## Tarefa escrita
Formate todos os registros abaixo como uma lista numerada, sem as linhas em branco.

- - - - -

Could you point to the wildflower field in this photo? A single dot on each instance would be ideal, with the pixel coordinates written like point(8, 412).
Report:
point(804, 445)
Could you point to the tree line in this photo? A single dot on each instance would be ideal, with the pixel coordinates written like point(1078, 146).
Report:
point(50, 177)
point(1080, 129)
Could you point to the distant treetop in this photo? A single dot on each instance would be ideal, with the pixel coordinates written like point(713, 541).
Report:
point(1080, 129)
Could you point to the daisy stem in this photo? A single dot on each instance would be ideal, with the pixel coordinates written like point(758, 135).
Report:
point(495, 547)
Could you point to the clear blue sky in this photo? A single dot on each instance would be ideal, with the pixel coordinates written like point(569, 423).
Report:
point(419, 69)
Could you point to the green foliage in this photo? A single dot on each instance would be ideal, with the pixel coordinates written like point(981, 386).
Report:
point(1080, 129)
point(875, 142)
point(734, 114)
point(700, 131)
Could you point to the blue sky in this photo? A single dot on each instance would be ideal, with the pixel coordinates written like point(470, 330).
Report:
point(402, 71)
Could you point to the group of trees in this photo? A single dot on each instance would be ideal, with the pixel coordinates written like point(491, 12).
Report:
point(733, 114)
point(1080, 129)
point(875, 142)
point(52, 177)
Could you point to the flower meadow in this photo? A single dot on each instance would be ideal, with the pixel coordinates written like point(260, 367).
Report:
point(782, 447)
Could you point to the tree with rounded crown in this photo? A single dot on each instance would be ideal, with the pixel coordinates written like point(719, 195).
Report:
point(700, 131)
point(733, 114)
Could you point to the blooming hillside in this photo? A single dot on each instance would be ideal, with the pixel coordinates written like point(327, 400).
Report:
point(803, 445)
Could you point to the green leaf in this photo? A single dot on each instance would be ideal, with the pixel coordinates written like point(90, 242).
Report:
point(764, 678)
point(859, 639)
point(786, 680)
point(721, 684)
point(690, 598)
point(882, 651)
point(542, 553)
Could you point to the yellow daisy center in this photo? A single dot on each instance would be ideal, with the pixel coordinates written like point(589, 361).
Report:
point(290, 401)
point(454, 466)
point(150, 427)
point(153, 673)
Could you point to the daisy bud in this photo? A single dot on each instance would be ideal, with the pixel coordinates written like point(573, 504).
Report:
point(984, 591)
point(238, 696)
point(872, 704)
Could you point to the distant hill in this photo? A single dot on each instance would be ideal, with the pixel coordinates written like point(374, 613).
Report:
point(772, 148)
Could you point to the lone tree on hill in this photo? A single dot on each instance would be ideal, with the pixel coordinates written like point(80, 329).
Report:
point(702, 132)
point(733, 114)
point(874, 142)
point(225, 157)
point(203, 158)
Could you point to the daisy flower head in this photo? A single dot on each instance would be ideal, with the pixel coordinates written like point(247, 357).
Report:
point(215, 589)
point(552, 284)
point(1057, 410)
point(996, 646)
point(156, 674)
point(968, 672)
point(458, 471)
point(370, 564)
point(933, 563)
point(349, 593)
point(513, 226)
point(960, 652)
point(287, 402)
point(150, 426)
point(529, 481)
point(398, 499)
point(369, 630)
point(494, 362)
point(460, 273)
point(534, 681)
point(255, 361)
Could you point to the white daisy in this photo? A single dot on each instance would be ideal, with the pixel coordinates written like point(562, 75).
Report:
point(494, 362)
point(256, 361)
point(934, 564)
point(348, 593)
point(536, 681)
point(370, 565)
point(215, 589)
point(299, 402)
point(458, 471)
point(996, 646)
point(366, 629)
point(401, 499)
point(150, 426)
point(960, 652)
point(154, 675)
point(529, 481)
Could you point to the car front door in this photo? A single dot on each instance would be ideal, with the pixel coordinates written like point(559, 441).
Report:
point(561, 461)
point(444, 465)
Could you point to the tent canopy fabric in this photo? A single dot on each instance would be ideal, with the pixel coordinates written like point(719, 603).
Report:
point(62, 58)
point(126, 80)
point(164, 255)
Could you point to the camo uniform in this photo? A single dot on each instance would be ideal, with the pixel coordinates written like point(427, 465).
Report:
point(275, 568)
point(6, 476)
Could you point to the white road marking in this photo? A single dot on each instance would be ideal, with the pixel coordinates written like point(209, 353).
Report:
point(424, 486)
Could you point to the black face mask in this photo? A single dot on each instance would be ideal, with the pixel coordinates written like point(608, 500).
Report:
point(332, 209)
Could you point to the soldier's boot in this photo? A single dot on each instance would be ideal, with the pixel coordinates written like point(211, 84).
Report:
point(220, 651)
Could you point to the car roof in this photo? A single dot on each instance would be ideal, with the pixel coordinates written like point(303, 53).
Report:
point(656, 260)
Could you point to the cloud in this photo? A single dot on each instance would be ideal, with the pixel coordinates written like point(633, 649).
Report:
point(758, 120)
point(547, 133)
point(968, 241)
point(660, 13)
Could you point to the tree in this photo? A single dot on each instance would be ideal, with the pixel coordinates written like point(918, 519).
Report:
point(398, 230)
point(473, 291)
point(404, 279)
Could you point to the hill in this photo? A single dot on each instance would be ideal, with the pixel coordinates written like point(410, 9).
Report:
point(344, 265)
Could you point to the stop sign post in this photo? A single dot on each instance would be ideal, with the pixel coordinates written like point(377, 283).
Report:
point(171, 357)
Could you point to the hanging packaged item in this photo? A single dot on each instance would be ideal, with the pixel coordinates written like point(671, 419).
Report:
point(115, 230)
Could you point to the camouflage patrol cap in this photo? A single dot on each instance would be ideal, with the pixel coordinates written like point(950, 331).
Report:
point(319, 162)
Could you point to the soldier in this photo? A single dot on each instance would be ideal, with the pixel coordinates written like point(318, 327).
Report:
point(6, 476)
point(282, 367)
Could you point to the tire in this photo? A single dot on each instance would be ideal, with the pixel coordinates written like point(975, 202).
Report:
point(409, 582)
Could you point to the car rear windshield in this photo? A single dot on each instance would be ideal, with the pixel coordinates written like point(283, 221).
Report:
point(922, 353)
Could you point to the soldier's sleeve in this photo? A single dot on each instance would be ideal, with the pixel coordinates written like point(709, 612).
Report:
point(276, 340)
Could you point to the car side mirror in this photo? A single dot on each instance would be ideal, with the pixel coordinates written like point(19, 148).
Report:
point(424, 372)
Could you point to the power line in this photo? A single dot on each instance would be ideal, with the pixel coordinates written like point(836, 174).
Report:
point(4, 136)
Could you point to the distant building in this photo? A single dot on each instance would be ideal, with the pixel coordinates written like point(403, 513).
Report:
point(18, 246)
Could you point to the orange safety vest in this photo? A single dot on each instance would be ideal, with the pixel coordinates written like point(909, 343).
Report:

- - - - -

## Problema resolvido
1. Could you point to the wildflower field in this photo? A single dot on each instance would be ideal, with the pixel coordinates written like point(8, 412).
2. Report:
3. point(804, 445)
4. Could you point to the tree line in this photo? A single dot on each instance would be ideal, with the pixel coordinates written like point(1078, 146).
5. Report:
6. point(50, 177)
7. point(1080, 129)
8. Could you point to the distant treetop in this photo? A single dot on each instance would be ideal, with the pixel coordinates written like point(713, 541).
9. Report:
10. point(1080, 129)
11. Could you point to the daisy stem in this photo? A single dot on each instance would be ideal, with the pixel coordinates written like point(758, 135).
12. Report:
13. point(495, 547)
14. Could you point to the clear blue sky in this photo? A single dot on each instance would be ideal, with the pixel coordinates written like point(569, 423).
15. Report:
16. point(419, 69)
17. Could you point to the green foliage in this photo? A single dot on each instance would be ideal, with the pixel coordinates written like point(981, 386).
18. Report:
19. point(1080, 129)
20. point(875, 142)
21. point(734, 114)
22. point(700, 131)
23. Could you point to the blue sky in this photo? A single dot on each instance would be ideal, with the pixel coordinates written like point(470, 330).
24. Report:
25. point(402, 71)
26. Could you point to the group of trees in this photo? A single dot on each instance would be ideal, with the pixel coordinates written like point(491, 12).
27. Report:
28. point(733, 114)
29. point(1080, 129)
30. point(875, 142)
31. point(52, 177)
32. Could you point to the flower meadow in this photo? A single dot on each instance would be ideal, with the pixel coordinates written like point(260, 367).
33. Report:
34. point(782, 447)
35. Could you point to the tree with rounded crown in this photo? A single dot on each instance would be ideal, with the pixel coordinates written like point(719, 195).
36. Report:
37. point(700, 131)
38. point(733, 114)
39. Could you point to the blooming hillside in this photo? A single dot on each instance would be ideal, with the pixel coordinates written like point(327, 400).
40. Report:
41. point(803, 445)
42. Could you point to the green leaf in this photo? A single dot on each instance would be ideal, with the pixel coordinates written like point(90, 242).
43. Report:
44. point(764, 678)
45. point(859, 639)
46. point(786, 680)
47. point(721, 684)
48. point(690, 598)
49. point(882, 651)
50. point(542, 553)
51. Could you point to the yellow daisy center in this photo? A single dot on each instance would be ideal, with the pixel coordinates written like point(589, 361).
52. Report:
53. point(290, 401)
54. point(454, 466)
55. point(150, 427)
56. point(153, 673)
57. Could you point to the daisy bud in this photo? A single dot on each instance would be ideal, with the pixel coordinates written like point(573, 504).
58. Report:
59. point(984, 591)
60. point(238, 696)
61. point(872, 704)
62. Could you point to the distant hill in this photo? A single dot on each instance would be ideal, with the pixel coordinates written like point(374, 613).
63. Report:
64. point(772, 148)
65. Could you point to the lone tree on hill in this photo? A single dot on each instance would be ideal, with the pixel coordinates written like point(80, 329).
66. Report:
67. point(702, 132)
68. point(733, 114)
69. point(874, 142)
70. point(225, 157)
71. point(203, 158)
72. Could you point to the daisy flower head in this photo? A single dot on each instance would be ideal, with the pixel coordinates written like point(247, 357).
73. Report:
74. point(215, 589)
75. point(552, 284)
76. point(1057, 410)
77. point(996, 646)
78. point(156, 674)
79. point(968, 672)
80. point(458, 471)
81. point(370, 564)
82. point(933, 563)
83. point(349, 593)
84. point(513, 226)
85. point(960, 652)
86. point(287, 402)
87. point(150, 426)
88. point(529, 481)
89. point(398, 499)
90. point(369, 630)
91. point(494, 362)
92. point(460, 273)
93. point(534, 681)
94. point(255, 361)
95. Could you point to the white daisy in this photo? A single dot on each instance would be ideal, with the pixel coordinates written like point(562, 75).
96. Report:
97. point(494, 362)
98. point(256, 361)
99. point(934, 564)
100. point(348, 593)
101. point(536, 681)
102. point(370, 565)
103. point(215, 589)
104. point(299, 402)
105. point(458, 471)
106. point(996, 646)
107. point(366, 629)
108. point(401, 499)
109. point(150, 426)
110. point(960, 652)
111. point(154, 675)
112. point(529, 481)
113. Could you point to the car front door in this photo? A single dot on each instance would be ideal, with the pixel coordinates written like point(559, 441).
114. Report:
115. point(561, 461)
116. point(444, 465)
117. Could you point to the tent canopy fabric in this photo? A single dot on each instance would be ideal, with the pixel coordinates written like point(719, 603).
118. Report:
119. point(62, 58)
120. point(126, 80)
121. point(164, 255)
122. Could you point to the camo uniform in this photo? A single dot on each instance would be ideal, with the pixel coordinates written like point(427, 465).
123. Report:
124. point(275, 568)
125. point(6, 476)
126. Could you point to the white road marking in this photo? A single dot on each instance would be ideal, with the pixel coordinates written like point(209, 353).
127. Report:
128. point(424, 486)
129. Could you point to the black face mask in this photo? A single dot on each instance would be ideal, with the pixel coordinates written like point(608, 500).
130. Report:
131. point(332, 209)
132. Could you point to the soldier's boot in this photo? A single dot on each instance would be ideal, with the pixel coordinates written like point(211, 84).
133. Report:
134. point(220, 651)
135. Could you point to the car roof in this photo? A single dot on each instance would be ideal, with the pixel coordinates written like point(303, 53).
136. Report:
137. point(656, 260)
138. Could you point to the cloud in this photo? A single dot on each instance would be ideal, with the pixel coordinates written like point(633, 649).
139. Report:
140. point(758, 120)
141. point(547, 133)
142. point(968, 241)
143. point(660, 13)
144. Could you point to the tree in this photo? A single dot on each instance would be ideal, with the pixel coordinates written like point(918, 519).
145. Report:
146. point(398, 230)
147. point(473, 291)
148. point(404, 279)
149. Could you point to the hill in this photo? A single dot on each instance would be ideal, with the pixel coordinates written like point(410, 9).
150. Report:
151. point(344, 265)
152. Could you point to the stop sign post in this photo? A single dot on each instance would be ideal, with the pixel coordinates written like point(377, 283).
153. Report:
154. point(171, 357)
155. Could you point to the hanging packaged item in this photo? A single dot on each instance would be ideal, with the pixel coordinates written like point(671, 419).
156. Report:
157. point(115, 230)
158. Could you point to the camouflage patrol cap in this photo? A single dot on each instance would be ideal, with the pixel coordinates written like point(950, 331).
159. Report:
160. point(319, 162)
161. Could you point to the soldier in this photo? A single dot on each instance would be ideal, with the pixel coordinates written like point(318, 327).
162. Report:
163. point(6, 476)
164. point(282, 367)
165. Could you point to the tire in this photo? A single dot on each instance would be ideal, with the pixel coordinates written like point(975, 202).
166. Report:
167. point(409, 582)
168. Could you point to the car rear windshield in this photo? A single dot on each instance would be ideal, with the pixel coordinates written like point(283, 221).
169. Report:
170. point(922, 353)
171. Could you point to the soldier's sleeve in this photo? A single dot on each instance would be ideal, with the pixel coordinates written like point(709, 612).
172. Report:
173. point(276, 340)
174. Could you point to the car side mirror in this photo? A single dot on each instance would be ideal, with the pixel coordinates written like point(19, 148).
175. Report:
176. point(424, 372)
177. Could you point to the power line in this photo? A single dot on each instance would be ideal, with the pixel coordinates written like point(836, 174).
178. Report:
179. point(4, 136)
180. Could you point to the distant building in this photo? A single dot on each instance would be ideal, with the pixel coordinates written like point(403, 513).
181. Report:
182. point(18, 246)
183. Could you point to the orange safety vest in this photo? A single dot on each instance would be ideal, with the pixel coordinates written like point(909, 343).
184. Report:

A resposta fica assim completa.